What is being asked: Pick up the article about singer Tracyanne Campbell after its last sentence and keep writing it.

Extract:
----
Background information
- Born: Tracy Anne Campbell 18 May 1974 (age 52) Uphall, West Lothian, Scotland
- Origin: Glasgow, Scotland
- Genres: Indie pop
- Occupation: Musician
- Instruments: Vocals; guitar;
- Years active: 1996–present
- Label: Merge
- Member of: Camera Obscura; Tracyanne & Danny;

= Tracyanne Campbell =

Tracy Anne Campbell (born 18 May 1974) is a Scottish singer and musician who is the lead vocalist of the Glasgow-based indie pop band Camera Obscura.

==Career==

Born in Uphall, West Lothian, Campbell founded Camera Obscura alongside John Henderson and Gavin Dunbar in Glasgow in 1996. The band released Biggest Bluest Hi Fi (2001), Underachievers Please Try Harder (2003), Let's Get Out of This Country (2006), My Maudlin Career (2009), Desire Lines (2013), and Look to the East, Look to the West (2024).

The band has collaborated with Tucker Martine, Stuart Murdoch and Peter Bjorn and John.
----
Records supplied:
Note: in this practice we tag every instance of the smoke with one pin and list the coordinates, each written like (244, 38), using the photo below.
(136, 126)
----
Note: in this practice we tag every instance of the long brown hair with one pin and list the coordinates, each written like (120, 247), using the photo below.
----
Answer box:
Campbell has also worked on the project Tracyanne & Danny alongside English musician Danny Coughlan. In May 2018 they released their self-titled studio album on Merge Records.

In 2026 Campbell was featured singing on the song "Bad Husband" which was the third track from the album Ever The Optimist by The Trashcan Sinatras.

==Personal life==

Campbell dated Stuart Murdoch, the lead vocalist of the band Belle and Sebastian, for three years in the 2000s.

After bandmate and friend Carey Lander died in 2015, Campbell wrote Lander's obituary for the Guardian.